[Begin]
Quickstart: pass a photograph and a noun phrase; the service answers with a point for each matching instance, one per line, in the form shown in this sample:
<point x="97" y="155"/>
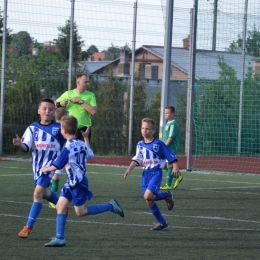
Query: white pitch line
<point x="134" y="224"/>
<point x="203" y="217"/>
<point x="224" y="191"/>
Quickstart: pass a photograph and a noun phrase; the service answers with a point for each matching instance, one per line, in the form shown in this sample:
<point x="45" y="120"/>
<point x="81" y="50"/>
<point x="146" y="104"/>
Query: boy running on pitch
<point x="152" y="153"/>
<point x="59" y="113"/>
<point x="73" y="157"/>
<point x="44" y="138"/>
<point x="171" y="139"/>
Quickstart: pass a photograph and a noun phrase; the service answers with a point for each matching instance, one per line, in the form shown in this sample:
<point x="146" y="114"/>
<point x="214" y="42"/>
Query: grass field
<point x="215" y="217"/>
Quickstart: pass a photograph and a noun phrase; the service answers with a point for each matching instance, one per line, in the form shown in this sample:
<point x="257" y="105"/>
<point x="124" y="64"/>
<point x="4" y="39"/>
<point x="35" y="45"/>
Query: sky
<point x="107" y="22"/>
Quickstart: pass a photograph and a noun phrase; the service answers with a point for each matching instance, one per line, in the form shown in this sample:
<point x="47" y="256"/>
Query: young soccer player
<point x="44" y="138"/>
<point x="59" y="113"/>
<point x="171" y="139"/>
<point x="151" y="153"/>
<point x="74" y="156"/>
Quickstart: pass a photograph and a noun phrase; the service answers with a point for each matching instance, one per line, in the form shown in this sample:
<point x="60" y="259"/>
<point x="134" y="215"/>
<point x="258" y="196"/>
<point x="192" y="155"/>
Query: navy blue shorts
<point x="151" y="180"/>
<point x="79" y="194"/>
<point x="43" y="180"/>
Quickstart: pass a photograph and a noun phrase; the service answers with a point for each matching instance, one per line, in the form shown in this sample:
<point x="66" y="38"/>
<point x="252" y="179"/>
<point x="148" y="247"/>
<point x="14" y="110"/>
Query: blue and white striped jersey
<point x="74" y="156"/>
<point x="153" y="155"/>
<point x="45" y="142"/>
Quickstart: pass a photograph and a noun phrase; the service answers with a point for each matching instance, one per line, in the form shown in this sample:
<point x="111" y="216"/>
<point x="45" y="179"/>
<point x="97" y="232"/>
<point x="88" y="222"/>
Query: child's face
<point x="46" y="111"/>
<point x="147" y="130"/>
<point x="168" y="114"/>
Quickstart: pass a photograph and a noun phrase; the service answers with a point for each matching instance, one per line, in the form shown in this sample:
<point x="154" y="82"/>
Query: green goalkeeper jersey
<point x="77" y="110"/>
<point x="171" y="130"/>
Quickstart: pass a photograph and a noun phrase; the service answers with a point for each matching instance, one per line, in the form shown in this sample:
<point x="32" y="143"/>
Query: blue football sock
<point x="34" y="213"/>
<point x="157" y="214"/>
<point x="99" y="208"/>
<point x="161" y="195"/>
<point x="53" y="198"/>
<point x="60" y="225"/>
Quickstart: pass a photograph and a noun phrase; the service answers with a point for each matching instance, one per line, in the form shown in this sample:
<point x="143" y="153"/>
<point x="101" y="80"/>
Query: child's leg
<point x="55" y="183"/>
<point x="54" y="188"/>
<point x="112" y="206"/>
<point x="36" y="206"/>
<point x="169" y="176"/>
<point x="61" y="207"/>
<point x="157" y="214"/>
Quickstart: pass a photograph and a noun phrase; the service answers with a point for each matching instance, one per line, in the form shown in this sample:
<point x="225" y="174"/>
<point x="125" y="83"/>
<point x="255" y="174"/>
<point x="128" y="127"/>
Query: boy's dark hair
<point x="60" y="112"/>
<point x="80" y="75"/>
<point x="69" y="124"/>
<point x="48" y="100"/>
<point x="149" y="121"/>
<point x="171" y="108"/>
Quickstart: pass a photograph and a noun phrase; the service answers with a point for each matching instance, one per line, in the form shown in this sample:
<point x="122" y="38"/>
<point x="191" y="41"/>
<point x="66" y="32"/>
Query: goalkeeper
<point x="171" y="139"/>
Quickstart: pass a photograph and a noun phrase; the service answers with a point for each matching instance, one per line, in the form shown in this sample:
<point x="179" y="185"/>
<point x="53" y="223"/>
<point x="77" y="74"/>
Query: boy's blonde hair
<point x="149" y="121"/>
<point x="172" y="109"/>
<point x="69" y="124"/>
<point x="60" y="112"/>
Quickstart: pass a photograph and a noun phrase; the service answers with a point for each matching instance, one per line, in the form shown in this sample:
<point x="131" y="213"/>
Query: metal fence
<point x="225" y="107"/>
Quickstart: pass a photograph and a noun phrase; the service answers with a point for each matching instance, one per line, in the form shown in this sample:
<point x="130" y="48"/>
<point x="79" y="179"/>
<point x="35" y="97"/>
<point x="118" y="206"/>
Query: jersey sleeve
<point x="93" y="102"/>
<point x="64" y="96"/>
<point x="169" y="155"/>
<point x="173" y="131"/>
<point x="28" y="138"/>
<point x="138" y="156"/>
<point x="90" y="153"/>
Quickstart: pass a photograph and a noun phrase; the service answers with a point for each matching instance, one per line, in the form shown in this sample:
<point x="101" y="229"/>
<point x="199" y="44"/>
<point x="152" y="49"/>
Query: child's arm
<point x="175" y="170"/>
<point x="85" y="135"/>
<point x="49" y="169"/>
<point x="169" y="141"/>
<point x="130" y="168"/>
<point x="17" y="142"/>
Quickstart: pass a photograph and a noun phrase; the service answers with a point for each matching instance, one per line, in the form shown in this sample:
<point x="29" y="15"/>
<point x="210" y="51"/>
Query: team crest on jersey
<point x="55" y="130"/>
<point x="156" y="147"/>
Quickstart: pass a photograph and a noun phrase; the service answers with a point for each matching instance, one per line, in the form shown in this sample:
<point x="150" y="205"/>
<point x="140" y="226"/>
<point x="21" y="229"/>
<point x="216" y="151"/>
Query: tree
<point x="63" y="43"/>
<point x="108" y="124"/>
<point x="92" y="49"/>
<point x="29" y="79"/>
<point x="21" y="44"/>
<point x="252" y="43"/>
<point x="8" y="31"/>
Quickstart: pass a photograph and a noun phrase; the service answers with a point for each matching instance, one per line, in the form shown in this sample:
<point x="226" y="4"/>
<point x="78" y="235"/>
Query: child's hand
<point x="44" y="169"/>
<point x="86" y="133"/>
<point x="17" y="141"/>
<point x="126" y="173"/>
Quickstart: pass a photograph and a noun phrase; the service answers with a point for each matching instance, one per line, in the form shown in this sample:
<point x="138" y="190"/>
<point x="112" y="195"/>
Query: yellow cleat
<point x="25" y="232"/>
<point x="166" y="187"/>
<point x="177" y="182"/>
<point x="52" y="206"/>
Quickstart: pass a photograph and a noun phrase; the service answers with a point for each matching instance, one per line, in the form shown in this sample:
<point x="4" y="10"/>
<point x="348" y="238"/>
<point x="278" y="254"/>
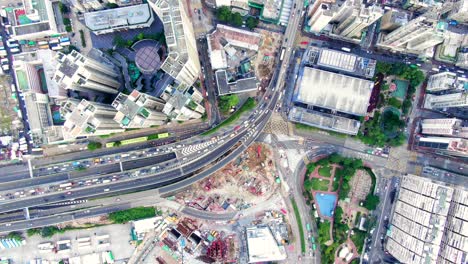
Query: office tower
<point x="393" y="19"/>
<point x="358" y="20"/>
<point x="139" y="110"/>
<point x="416" y="36"/>
<point x="182" y="62"/>
<point x="77" y="72"/>
<point x="444" y="127"/>
<point x="446" y="81"/>
<point x="89" y="119"/>
<point x="459" y="11"/>
<point x="323" y="12"/>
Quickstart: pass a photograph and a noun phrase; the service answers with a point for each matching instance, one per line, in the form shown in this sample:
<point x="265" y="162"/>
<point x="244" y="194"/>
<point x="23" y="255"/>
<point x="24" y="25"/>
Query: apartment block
<point x="358" y="20"/>
<point x="446" y="81"/>
<point x="139" y="110"/>
<point x="119" y="19"/>
<point x="444" y="145"/>
<point x="393" y="19"/>
<point x="429" y="222"/>
<point x="416" y="36"/>
<point x="182" y="62"/>
<point x="33" y="20"/>
<point x="444" y="127"/>
<point x="80" y="73"/>
<point x="89" y="119"/>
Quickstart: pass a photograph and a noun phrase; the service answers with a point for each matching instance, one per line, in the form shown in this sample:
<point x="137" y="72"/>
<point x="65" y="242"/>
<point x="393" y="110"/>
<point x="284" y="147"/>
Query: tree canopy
<point x="371" y="202"/>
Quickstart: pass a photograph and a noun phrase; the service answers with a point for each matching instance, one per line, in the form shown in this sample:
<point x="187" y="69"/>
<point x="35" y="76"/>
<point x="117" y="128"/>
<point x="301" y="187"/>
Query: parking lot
<point x="119" y="236"/>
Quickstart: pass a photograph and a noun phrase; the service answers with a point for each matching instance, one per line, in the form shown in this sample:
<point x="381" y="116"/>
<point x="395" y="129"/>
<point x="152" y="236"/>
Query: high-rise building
<point x="34" y="20"/>
<point x="446" y="81"/>
<point x="393" y="19"/>
<point x="429" y="222"/>
<point x="459" y="11"/>
<point x="39" y="115"/>
<point x="444" y="127"/>
<point x="139" y="110"/>
<point x="182" y="62"/>
<point x="444" y="145"/>
<point x="119" y="19"/>
<point x="34" y="72"/>
<point x="416" y="36"/>
<point x="454" y="100"/>
<point x="358" y="20"/>
<point x="89" y="119"/>
<point x="324" y="12"/>
<point x="77" y="72"/>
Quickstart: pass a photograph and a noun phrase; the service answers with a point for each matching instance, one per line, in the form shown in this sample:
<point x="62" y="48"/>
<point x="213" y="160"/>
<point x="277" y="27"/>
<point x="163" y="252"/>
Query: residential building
<point x="182" y="106"/>
<point x="34" y="20"/>
<point x="119" y="19"/>
<point x="440" y="102"/>
<point x="358" y="20"/>
<point x="459" y="11"/>
<point x="182" y="62"/>
<point x="428" y="223"/>
<point x="444" y="145"/>
<point x="138" y="110"/>
<point x="89" y="119"/>
<point x="446" y="81"/>
<point x="92" y="4"/>
<point x="77" y="72"/>
<point x="444" y="127"/>
<point x="416" y="36"/>
<point x="323" y="12"/>
<point x="224" y="42"/>
<point x="393" y="19"/>
<point x="239" y="86"/>
<point x="273" y="11"/>
<point x="421" y="6"/>
<point x="39" y="116"/>
<point x="340" y="62"/>
<point x="34" y="73"/>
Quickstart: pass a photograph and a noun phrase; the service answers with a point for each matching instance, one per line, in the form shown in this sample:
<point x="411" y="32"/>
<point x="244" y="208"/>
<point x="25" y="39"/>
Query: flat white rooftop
<point x="118" y="17"/>
<point x="262" y="245"/>
<point x="334" y="91"/>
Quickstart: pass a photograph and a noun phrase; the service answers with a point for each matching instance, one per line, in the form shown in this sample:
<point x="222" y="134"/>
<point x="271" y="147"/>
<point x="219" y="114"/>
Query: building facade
<point x="139" y="110"/>
<point x="182" y="62"/>
<point x="444" y="127"/>
<point x="77" y="72"/>
<point x="88" y="119"/>
<point x="428" y="222"/>
<point x="446" y="81"/>
<point x="416" y="36"/>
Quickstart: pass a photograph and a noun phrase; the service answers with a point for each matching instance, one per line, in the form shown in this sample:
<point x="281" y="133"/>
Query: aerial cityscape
<point x="219" y="131"/>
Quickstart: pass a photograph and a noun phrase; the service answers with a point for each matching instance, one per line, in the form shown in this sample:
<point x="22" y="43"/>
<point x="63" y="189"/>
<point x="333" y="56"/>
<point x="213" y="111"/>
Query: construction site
<point x="248" y="180"/>
<point x="175" y="239"/>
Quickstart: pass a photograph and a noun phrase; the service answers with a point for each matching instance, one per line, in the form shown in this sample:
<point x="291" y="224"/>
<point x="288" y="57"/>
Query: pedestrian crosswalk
<point x="191" y="149"/>
<point x="70" y="202"/>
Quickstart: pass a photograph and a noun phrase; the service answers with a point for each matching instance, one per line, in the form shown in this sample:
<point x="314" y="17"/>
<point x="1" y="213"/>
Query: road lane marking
<point x="30" y="169"/>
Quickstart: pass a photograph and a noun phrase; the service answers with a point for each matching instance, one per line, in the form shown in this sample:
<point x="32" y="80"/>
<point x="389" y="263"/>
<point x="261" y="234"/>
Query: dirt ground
<point x="248" y="180"/>
<point x="269" y="49"/>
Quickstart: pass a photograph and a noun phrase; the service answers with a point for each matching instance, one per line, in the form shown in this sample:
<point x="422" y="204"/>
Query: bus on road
<point x="282" y="54"/>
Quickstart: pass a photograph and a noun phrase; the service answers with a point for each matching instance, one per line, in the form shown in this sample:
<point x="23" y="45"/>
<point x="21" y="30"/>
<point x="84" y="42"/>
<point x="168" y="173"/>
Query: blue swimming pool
<point x="326" y="203"/>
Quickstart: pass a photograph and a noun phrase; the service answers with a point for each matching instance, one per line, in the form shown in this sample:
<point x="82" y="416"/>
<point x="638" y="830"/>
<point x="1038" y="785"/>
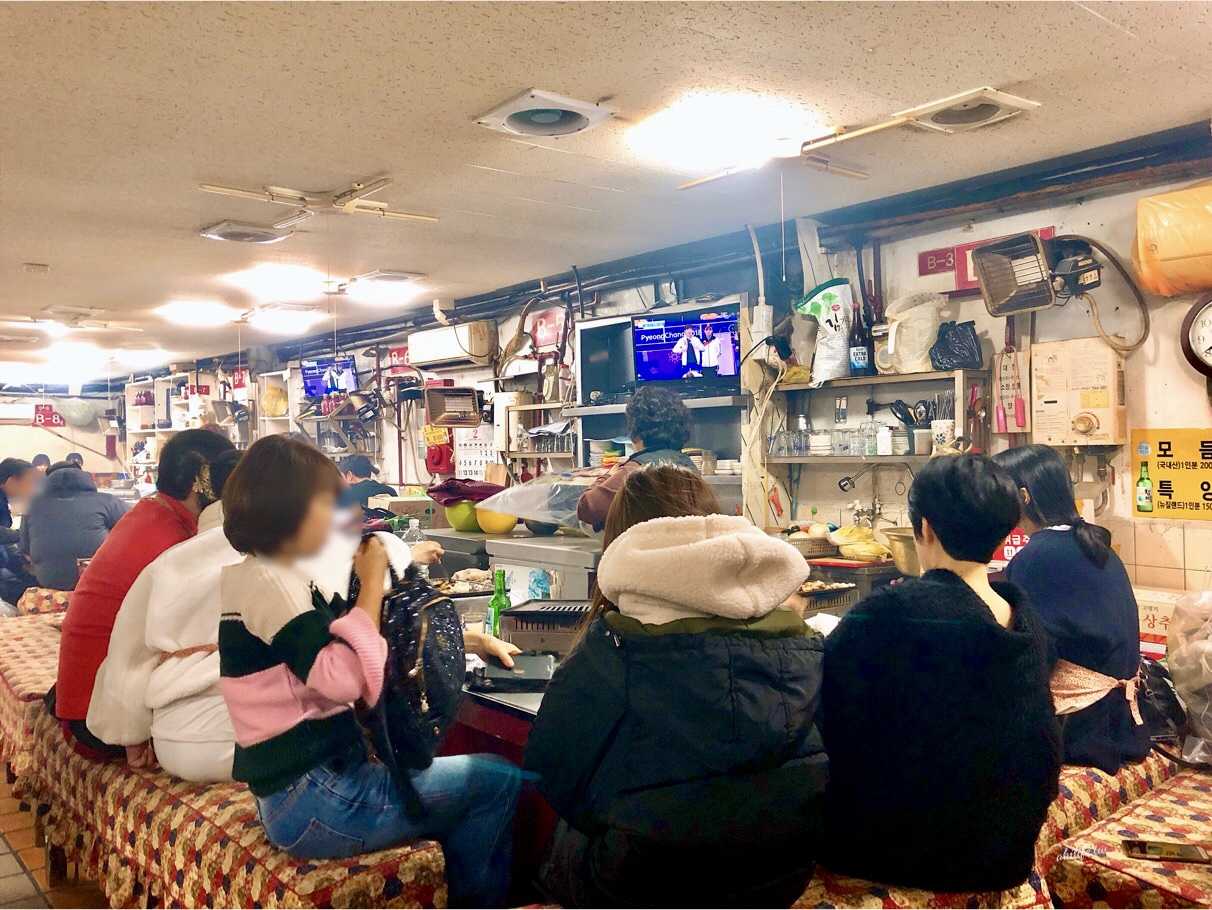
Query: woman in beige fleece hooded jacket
[End]
WRITTEN TASK — Pull out every line in the rows above that contains the string "goalkeeper". Case counts.

SOLUTION BELOW —
Query: green goalkeeper jersey
Query: goalkeeper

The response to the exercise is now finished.